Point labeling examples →
· · ·

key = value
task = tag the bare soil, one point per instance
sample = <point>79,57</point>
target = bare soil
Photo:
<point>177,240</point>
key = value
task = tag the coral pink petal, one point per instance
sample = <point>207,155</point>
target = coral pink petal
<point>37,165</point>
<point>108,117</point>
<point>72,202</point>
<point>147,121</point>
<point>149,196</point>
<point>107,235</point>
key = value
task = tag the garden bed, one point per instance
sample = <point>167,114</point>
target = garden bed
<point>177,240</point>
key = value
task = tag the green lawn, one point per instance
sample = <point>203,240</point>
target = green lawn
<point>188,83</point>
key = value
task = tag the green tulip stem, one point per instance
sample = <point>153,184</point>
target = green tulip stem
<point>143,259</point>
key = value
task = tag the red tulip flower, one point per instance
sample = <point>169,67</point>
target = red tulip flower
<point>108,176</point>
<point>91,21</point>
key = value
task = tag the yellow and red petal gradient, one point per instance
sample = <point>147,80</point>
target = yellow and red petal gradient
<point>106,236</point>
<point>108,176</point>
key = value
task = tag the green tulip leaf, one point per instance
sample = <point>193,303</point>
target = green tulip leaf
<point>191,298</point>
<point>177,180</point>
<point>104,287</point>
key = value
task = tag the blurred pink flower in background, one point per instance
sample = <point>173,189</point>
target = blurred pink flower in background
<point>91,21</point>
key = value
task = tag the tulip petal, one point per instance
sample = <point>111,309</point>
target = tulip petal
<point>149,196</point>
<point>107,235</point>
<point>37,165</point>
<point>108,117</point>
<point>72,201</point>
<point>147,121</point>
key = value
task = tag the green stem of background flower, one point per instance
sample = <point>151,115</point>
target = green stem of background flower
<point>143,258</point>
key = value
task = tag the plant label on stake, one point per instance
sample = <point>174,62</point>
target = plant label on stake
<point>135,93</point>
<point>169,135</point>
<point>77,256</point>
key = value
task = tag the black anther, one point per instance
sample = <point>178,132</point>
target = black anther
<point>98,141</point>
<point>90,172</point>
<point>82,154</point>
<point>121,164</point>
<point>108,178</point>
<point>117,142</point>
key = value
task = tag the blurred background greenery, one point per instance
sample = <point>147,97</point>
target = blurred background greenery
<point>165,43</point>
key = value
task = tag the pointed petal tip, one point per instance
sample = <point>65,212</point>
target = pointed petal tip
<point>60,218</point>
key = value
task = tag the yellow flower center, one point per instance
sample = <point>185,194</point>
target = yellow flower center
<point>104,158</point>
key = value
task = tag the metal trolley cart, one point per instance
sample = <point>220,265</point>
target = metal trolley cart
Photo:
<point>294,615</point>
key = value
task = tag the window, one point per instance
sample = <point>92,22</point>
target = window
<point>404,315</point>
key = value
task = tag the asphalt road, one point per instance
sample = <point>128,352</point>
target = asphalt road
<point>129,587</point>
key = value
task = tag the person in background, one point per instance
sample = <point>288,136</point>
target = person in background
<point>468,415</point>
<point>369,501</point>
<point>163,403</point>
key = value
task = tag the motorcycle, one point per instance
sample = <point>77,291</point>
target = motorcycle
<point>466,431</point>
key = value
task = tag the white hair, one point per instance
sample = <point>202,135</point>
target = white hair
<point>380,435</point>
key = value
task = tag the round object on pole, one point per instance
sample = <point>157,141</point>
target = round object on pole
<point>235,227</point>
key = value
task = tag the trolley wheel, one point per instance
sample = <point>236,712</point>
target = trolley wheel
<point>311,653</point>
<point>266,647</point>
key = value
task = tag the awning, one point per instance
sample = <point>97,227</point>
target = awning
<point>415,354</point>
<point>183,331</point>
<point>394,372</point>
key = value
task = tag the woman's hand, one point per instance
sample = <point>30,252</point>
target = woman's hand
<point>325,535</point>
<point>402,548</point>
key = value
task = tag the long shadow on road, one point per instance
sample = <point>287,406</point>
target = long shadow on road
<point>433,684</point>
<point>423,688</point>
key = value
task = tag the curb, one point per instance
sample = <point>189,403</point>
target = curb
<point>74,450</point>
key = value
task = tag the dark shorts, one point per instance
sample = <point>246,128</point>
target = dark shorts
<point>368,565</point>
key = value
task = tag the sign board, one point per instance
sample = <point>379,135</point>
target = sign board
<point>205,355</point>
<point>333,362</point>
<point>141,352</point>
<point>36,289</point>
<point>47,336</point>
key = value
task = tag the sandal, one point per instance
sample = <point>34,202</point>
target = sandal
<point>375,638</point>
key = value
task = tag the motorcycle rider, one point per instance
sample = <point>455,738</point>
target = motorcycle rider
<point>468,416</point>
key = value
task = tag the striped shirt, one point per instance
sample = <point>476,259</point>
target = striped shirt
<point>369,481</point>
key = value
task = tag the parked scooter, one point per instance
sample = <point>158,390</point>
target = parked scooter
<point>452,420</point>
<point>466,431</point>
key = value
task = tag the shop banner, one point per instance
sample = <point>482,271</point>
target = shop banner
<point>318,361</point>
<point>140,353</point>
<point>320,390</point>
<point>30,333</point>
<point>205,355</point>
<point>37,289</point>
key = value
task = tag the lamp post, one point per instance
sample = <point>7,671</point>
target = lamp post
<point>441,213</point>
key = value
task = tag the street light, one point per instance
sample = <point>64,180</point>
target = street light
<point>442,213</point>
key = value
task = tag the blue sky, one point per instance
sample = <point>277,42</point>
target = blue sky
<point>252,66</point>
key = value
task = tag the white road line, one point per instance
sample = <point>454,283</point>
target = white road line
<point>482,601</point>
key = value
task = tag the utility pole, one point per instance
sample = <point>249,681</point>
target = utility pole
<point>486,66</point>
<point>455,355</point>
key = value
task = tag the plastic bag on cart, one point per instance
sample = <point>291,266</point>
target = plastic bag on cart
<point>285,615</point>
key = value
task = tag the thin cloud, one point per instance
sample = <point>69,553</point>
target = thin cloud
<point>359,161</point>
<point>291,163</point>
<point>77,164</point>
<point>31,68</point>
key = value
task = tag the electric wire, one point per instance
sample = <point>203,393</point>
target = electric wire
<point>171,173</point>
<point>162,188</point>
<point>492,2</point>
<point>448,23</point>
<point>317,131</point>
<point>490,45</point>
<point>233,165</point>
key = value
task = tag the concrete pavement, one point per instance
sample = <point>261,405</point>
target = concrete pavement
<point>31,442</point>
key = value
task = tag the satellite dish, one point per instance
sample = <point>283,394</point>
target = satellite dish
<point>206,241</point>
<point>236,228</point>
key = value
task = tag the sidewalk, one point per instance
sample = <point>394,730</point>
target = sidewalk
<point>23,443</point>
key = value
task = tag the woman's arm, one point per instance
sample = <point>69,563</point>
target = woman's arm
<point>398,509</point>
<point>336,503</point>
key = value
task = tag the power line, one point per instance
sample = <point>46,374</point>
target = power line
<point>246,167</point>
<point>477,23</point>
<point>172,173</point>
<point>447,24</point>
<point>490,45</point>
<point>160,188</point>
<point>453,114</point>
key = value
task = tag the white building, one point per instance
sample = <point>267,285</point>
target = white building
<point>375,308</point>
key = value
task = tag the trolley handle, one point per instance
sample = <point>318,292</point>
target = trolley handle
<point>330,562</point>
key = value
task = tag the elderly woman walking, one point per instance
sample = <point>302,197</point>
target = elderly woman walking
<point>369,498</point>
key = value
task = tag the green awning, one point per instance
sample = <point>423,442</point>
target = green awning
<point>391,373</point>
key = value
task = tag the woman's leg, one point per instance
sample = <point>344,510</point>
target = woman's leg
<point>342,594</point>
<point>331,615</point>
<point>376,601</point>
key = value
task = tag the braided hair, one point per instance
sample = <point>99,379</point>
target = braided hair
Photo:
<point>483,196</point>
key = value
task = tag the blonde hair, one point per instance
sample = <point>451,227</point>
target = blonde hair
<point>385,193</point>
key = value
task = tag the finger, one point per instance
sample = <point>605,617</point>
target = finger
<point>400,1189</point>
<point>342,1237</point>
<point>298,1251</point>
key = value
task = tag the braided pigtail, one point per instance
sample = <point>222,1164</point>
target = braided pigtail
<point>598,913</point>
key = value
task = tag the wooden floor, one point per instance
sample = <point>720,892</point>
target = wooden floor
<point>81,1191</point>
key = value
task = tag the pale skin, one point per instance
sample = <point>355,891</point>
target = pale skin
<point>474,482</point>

· · ·

TASK INSTRUCTIONS →
Pull out each line in the data above that contains the word "person", and copy those lines unchanged.

RESPONSE →
task = tag the person in background, one point per instance
target = person in background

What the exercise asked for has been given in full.